Major shift in Medicare principles
WASHINGTON — The Medicare reform bill now before Congress arguably represents the most profound change in federal social policy since Lyndon Baines Johnson was president.
If it becomes law as written - and that remains a big "if" - private insurance firms and managed health plans could become much more involved in providing drug coverage and medical care for participants in the huge program.
Opponents of the bill object vehemently to this philosophical change, saying it amounts to ripping up the old government-run Medicare without providing enough help for the neediest of the nation's elderly.
Supporters see it as necessary reform for an antiquated program that's careening towards fiscal disaster.
"If they get this through, it is a spectacular victory for President Bush and the Republican Party," says Jonathan Oberlander, an associate professor of social medicine at the University of North Carolina at Chapel Hill.
The debate now swirling on Capitol Hill closely mirrors the arguments that preceded the establishment of Medicare in 1965, says Professor Oberlander, author of a recent book on the political history of Medicare. Then, as now, many Republicans thought that Uncle Sam should simply subsidize the purchase of private health insurance for seniors. Washington would provide healthcare vouchers, in essence, and participants could then shop for the best program on their own.
Democrats wanted the federal government to foot the bill for the whole Medicare effort. They prevailed - at a time when national healthcare spending was far lower as a percentage of gross domestic product than it is today.
Since then Medicare has become one of the most popular things that Washington does. It has some 40 million enrollees, and costs upwards of $250 billion a year. But over the decades the healthcare industry has undergone drastic changes. Costs have skyrocketed, while the importance of prescription drugs in medicine has grown.
Since the GOP took control of Congress in 1995 there has been a renewed effort to revisit Medicare's basic structure. "What's been going on in the last decade is an attempt to overturn and unravel Medicare as a single-payer program," says Oberlander.
The bill now in Congress, which Republican leaders have pushed to the brink of passage, is the fruit of this effort. It offers a prescription-drug benefit to appeal to Democrats and many senior groups, and makes the introduction of market forces into the program more palatable to opponents. As it stands, the drug benefit in question is not only unprecedented, but also difficult to understand, and not necessarily an improvement over similar coverage that many retirees have from employers or other sources.
In 2004 and 2005, seniors would be eligible to purchase discount drug cards estimated to cut over-the-counter costs by 15 percent. Low-income seniors would have a $600 subsidy for drug purchases.
Beginning in 2006, seniors could enroll in a stand-alone drug plan, or join a private health plan. Premiums for this main drug benefit would be $420 a year. After meeting a $275 deductible, retirees would have 75 percent of drug costs covered, up to $2,200. Then there would be a coverage gap until a senior's drug costs hit $3,600 for the year. After that the program would cover up to 95 percent of added costs.

* LISTED RECORDS:
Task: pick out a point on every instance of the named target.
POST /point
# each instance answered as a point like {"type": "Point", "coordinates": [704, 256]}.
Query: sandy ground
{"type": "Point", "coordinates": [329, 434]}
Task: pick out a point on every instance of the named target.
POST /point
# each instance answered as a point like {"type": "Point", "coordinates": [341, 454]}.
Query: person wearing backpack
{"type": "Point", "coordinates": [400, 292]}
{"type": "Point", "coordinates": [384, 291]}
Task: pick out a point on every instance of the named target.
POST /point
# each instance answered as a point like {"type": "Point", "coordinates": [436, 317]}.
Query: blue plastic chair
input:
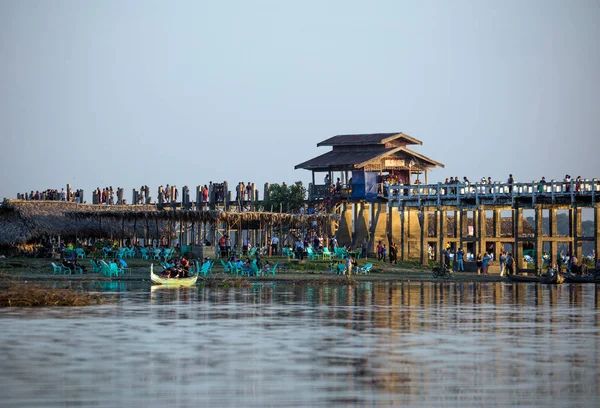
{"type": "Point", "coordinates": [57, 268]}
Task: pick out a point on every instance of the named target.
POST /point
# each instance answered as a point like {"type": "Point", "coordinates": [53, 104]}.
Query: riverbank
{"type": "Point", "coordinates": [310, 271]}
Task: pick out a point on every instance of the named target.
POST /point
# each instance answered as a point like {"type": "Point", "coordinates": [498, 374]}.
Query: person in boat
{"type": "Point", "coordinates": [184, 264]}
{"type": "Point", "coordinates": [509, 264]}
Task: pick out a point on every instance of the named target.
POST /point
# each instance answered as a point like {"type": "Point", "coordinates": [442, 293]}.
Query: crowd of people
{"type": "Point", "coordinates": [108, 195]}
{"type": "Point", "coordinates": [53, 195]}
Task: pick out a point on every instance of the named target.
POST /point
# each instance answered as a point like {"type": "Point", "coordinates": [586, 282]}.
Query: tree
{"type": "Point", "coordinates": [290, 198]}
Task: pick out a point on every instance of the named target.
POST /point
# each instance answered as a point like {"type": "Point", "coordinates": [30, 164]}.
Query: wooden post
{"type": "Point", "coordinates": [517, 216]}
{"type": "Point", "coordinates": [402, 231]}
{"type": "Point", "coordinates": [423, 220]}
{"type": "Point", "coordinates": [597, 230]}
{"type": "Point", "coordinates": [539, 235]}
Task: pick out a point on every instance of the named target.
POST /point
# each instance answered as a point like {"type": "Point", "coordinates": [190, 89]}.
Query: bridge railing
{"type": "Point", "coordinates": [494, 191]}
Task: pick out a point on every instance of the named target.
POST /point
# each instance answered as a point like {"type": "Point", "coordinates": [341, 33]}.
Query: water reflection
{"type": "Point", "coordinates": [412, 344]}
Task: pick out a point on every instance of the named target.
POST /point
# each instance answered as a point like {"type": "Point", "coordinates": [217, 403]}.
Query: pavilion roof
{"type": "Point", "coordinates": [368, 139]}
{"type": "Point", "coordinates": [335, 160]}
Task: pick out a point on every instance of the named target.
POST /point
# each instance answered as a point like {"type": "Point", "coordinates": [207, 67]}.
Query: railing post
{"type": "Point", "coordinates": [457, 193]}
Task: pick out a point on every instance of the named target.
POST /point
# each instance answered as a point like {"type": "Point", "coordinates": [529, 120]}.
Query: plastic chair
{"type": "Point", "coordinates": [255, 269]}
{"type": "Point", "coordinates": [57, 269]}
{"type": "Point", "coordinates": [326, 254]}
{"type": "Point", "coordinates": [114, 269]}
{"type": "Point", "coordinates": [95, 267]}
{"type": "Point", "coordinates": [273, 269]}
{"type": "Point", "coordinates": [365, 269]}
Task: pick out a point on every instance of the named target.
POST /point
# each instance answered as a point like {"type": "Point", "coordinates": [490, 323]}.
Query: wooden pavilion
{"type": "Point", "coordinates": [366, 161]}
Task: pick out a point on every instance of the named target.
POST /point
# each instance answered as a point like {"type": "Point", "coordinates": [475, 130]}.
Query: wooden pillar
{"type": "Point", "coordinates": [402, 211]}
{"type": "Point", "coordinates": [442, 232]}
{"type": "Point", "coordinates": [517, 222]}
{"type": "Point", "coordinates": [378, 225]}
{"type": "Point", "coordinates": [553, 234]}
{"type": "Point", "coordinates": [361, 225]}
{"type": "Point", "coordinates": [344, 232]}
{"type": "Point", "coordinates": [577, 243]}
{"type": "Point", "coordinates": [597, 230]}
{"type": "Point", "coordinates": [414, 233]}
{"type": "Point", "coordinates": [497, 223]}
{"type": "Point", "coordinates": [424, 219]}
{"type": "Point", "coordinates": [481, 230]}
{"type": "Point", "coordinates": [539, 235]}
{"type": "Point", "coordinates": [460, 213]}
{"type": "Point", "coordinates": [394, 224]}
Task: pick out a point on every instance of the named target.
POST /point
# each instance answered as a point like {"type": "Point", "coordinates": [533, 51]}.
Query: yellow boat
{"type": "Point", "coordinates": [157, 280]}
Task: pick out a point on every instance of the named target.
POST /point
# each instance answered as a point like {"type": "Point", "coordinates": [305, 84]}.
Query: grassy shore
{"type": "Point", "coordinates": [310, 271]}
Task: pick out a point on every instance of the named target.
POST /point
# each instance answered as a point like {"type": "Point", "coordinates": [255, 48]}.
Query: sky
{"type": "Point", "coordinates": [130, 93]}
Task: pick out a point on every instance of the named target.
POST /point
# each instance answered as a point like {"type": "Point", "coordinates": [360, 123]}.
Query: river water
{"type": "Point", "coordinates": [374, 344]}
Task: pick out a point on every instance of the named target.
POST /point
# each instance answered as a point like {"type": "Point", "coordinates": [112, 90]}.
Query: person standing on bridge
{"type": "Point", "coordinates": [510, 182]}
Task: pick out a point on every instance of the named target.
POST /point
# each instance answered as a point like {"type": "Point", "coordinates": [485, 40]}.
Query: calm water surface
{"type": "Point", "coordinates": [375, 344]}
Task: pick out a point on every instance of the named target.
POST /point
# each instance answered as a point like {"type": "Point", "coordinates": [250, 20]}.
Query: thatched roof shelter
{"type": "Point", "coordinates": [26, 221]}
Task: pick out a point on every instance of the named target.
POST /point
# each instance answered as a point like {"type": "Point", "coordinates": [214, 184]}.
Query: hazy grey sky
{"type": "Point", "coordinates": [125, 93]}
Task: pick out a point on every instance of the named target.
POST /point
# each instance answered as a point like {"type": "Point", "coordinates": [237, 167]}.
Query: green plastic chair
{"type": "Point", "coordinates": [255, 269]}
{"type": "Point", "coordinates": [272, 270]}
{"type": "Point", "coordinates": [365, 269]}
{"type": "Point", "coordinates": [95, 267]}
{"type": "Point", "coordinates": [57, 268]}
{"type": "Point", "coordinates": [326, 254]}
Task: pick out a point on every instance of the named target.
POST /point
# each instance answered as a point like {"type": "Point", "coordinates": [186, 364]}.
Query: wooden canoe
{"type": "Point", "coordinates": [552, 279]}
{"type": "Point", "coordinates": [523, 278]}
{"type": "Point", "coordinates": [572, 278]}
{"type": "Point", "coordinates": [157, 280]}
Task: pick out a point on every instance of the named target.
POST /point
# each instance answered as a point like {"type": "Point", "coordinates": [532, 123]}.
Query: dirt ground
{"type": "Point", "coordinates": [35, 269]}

* * *

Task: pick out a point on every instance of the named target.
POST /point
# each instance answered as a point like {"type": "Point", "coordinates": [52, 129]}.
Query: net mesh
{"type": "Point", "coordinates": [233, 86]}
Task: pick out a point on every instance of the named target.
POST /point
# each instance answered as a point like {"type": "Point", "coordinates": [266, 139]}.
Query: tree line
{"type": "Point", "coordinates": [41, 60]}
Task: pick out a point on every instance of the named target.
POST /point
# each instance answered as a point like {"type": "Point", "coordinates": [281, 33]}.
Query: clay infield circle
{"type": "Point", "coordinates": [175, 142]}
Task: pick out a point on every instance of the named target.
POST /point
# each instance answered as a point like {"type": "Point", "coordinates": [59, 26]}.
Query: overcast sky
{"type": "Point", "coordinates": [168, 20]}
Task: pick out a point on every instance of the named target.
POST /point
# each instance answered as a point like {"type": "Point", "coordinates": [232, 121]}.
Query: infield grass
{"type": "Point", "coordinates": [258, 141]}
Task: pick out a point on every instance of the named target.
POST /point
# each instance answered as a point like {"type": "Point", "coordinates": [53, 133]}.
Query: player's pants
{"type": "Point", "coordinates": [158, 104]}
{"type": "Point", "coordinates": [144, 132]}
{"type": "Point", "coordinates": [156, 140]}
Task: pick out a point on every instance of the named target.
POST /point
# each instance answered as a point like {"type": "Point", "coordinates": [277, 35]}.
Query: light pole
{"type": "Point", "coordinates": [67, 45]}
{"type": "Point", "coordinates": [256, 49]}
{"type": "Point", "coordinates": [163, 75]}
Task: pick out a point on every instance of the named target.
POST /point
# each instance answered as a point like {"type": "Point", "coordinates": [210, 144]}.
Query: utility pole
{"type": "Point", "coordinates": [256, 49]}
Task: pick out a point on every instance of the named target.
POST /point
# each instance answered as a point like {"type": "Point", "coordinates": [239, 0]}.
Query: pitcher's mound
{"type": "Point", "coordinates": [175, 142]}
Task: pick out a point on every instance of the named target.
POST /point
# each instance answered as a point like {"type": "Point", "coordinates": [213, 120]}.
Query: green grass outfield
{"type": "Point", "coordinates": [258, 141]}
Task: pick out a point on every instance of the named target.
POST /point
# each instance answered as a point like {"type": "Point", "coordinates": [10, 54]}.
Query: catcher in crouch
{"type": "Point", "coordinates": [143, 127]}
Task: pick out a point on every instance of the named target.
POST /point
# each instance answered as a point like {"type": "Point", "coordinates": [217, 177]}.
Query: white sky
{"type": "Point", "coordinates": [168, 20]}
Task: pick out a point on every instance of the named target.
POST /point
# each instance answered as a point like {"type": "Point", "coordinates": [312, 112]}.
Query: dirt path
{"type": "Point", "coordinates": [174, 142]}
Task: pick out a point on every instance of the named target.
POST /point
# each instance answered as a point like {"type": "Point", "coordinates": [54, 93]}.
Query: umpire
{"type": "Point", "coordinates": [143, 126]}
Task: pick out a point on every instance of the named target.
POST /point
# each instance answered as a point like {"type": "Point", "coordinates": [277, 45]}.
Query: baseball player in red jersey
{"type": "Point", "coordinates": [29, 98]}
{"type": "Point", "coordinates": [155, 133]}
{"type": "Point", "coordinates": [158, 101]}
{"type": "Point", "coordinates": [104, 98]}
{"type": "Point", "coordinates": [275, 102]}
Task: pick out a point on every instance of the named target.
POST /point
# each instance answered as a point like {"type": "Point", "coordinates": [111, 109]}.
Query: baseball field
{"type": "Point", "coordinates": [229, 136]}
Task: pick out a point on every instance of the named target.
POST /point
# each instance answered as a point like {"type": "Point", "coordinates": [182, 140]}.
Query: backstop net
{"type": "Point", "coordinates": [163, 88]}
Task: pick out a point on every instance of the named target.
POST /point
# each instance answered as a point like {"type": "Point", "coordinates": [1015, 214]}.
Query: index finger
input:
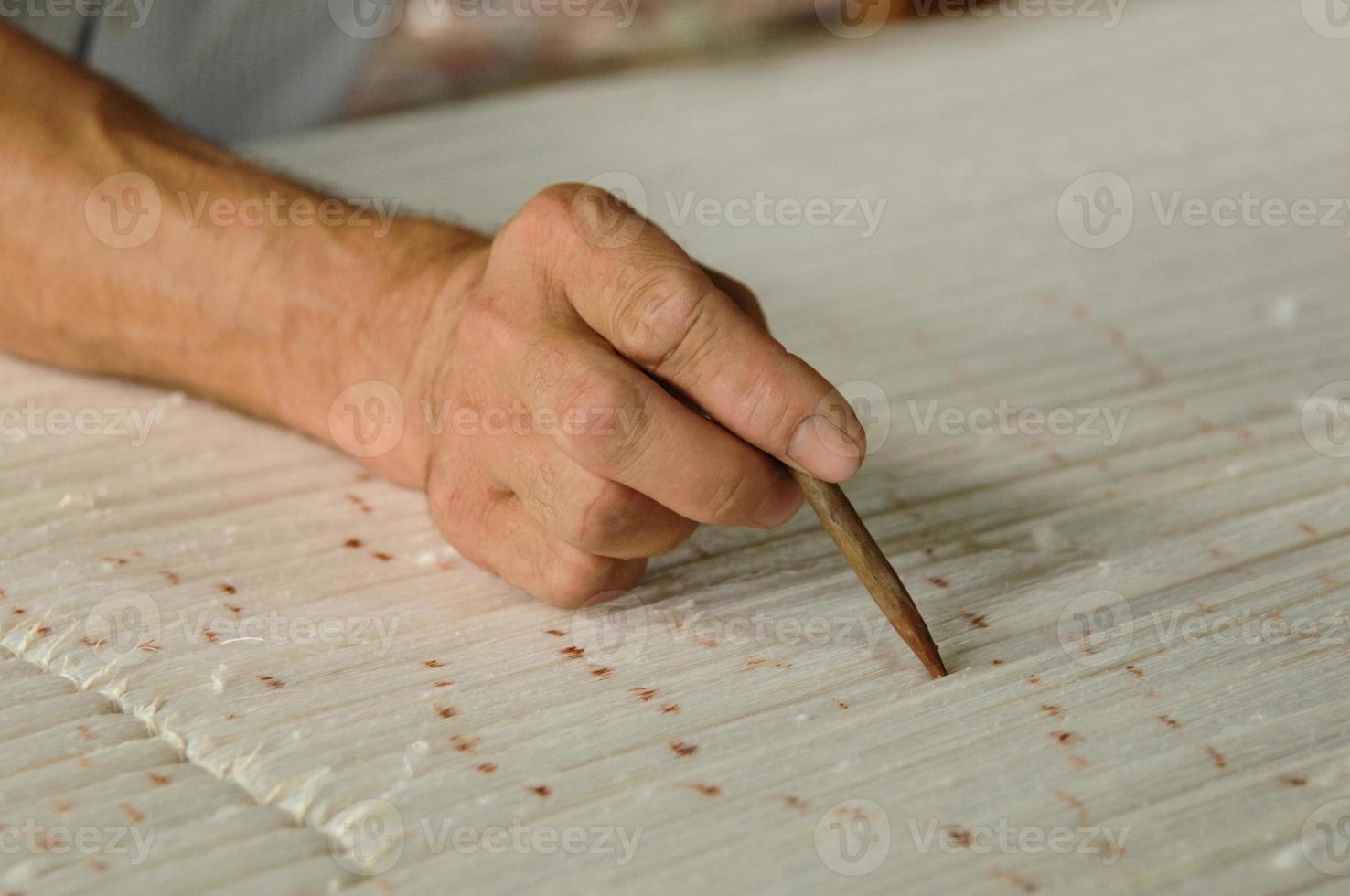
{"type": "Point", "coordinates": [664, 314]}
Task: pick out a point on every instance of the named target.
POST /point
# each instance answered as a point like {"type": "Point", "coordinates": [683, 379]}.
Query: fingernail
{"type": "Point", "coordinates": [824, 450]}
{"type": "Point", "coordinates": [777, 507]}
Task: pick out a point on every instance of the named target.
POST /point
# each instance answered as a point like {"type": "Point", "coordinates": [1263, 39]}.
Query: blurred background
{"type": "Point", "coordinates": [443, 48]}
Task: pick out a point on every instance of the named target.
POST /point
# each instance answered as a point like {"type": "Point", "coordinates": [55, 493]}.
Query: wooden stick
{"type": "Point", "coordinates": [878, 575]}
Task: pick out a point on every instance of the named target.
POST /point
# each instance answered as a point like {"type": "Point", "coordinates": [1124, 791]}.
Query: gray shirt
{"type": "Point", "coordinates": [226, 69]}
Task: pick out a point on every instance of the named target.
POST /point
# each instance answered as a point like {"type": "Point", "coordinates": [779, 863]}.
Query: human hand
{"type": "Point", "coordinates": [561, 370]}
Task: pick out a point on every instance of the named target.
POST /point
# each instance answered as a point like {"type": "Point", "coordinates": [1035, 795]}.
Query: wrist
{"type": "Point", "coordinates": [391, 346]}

---

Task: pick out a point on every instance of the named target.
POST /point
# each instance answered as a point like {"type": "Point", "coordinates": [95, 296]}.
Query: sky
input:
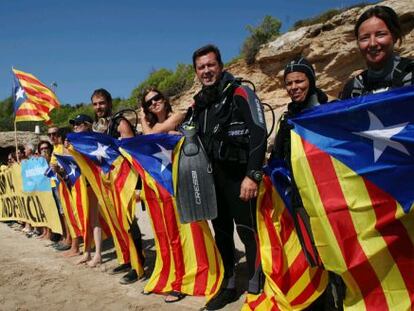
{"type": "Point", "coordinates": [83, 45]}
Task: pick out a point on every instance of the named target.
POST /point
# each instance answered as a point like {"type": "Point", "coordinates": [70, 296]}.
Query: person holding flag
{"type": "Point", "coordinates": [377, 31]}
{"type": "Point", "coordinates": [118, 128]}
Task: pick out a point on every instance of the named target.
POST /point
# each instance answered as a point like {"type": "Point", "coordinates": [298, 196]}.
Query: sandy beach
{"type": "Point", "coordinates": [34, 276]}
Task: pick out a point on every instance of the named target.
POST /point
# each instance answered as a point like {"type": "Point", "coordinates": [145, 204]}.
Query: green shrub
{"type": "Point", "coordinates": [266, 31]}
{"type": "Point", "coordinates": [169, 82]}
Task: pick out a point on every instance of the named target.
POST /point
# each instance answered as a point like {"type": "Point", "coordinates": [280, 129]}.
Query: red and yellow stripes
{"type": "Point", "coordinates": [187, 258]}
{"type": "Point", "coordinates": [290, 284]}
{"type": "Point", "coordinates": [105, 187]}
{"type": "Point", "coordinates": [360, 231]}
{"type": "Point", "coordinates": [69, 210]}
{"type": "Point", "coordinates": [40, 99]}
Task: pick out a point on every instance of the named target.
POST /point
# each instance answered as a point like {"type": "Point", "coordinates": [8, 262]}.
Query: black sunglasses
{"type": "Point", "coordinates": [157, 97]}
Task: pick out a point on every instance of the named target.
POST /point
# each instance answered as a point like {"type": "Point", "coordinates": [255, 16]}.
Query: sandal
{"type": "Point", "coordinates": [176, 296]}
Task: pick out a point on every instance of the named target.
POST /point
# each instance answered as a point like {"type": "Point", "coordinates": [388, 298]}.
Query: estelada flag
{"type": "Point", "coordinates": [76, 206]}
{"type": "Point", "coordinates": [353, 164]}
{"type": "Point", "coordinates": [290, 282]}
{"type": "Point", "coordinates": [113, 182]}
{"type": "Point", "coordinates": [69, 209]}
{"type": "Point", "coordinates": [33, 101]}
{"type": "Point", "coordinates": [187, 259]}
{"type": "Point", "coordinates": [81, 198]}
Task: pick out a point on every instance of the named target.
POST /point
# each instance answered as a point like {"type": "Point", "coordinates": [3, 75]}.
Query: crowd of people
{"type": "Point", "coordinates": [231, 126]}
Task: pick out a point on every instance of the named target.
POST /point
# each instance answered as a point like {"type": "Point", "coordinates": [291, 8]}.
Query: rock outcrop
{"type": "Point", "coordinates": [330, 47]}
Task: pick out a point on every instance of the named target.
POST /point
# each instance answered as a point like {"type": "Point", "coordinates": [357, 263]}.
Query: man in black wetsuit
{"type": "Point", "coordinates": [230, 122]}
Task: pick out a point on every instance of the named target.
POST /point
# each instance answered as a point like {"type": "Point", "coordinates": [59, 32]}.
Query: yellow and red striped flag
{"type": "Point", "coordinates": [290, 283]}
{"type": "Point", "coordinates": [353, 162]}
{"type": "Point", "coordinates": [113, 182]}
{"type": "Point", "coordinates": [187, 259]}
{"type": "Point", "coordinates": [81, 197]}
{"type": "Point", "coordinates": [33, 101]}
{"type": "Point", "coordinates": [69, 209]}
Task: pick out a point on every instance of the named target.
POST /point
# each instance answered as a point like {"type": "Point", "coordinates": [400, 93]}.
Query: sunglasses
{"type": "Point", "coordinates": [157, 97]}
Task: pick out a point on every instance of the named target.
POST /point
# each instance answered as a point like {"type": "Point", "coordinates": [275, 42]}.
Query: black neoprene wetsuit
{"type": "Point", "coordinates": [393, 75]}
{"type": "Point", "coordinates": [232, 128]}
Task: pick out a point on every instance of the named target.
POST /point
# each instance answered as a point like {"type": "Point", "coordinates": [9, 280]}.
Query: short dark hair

* WORK INSTRUCTIONS:
(1) In the Medicare article, rewrite the paragraph beginning "Beginning in 2006" as a brief list, keeping its main facts.
(2) According to the Medicare article, what subsidy for drug purchases would low-income seniors receive in 2004 and 2005?
(3) Extend the Medicare article beyond its final sentence.

* YOUR RESPONSES:
(1)
- Starting in 2006, seniors could enroll in a stand-alone drug plan or join a private health plan.
- Premiums for the main drug benefit would be $420 a year.
- After a $275 deductible, 75 percent of drug costs would be covered, up to $2,200.
- A coverage gap would follow until a senior's drug costs reached $3,600 for the year.
- Beyond that, the program would cover up to 95 percent of added costs.

(2) A $600 subsidy.

(3)
The drug premium, deductible, and coverage gap would be waived for enrollees whose income is less than $12,123 a year.
To prevent employers from ending current drug plans for retired workers, the bill provides up to $70 billion in subsidies for firms to maintain such plans. Private firms would administer the drug benefit region by region.
In addition to the drug benefit, the bill would for the first time charge some beneficiaries higher prices. Individuals earning more than $80,000 - $160,000 for couples - would have to pay more for doctor visits and other nonhospital charges.
To try to lure more private firms into the system, the bill would create a $12 billion fund to subsidize private health-maintenance and preferred-provider organizations that choose to enter the Medicare market. Beginning in 2010, traditional Medicare would also face competition from private plans in an experiment in six metropolitan areas where participation in such plans is already high. Seniors would pocket a rebate from the government if they choose private plans whose premium is lower than that of traditional government-run Medicare.
Among other changes, the bill would allow Americans to establish tax-preferred health savings accounts under certain conditions. It would remain illegal to bring in drugs from Canada and other foreign nations unless the Secretary of Health and Human Services deems such reimports safe. New benefits would include a free physical for new enrollees, and screening for diabetes and heart problems.
At the time of writing the Democratic opponents of the bill, such as Sen. Edward Kennedy of Massachusetts, had not decided whether they would mount a filibuster against the legislation in the Senate. Such a move might well kill the bill.
"I have many misgivings about the fact that this proposal does a great deal to destroy the traditional Medicare program at the same time that it fails to provide sufficient help to people who can least afford their medicines," says Ron Pollack, executive director of Families USA.
But the powerful senior group AARP was backing the bill, as a down payment on a long-sought drug benefit.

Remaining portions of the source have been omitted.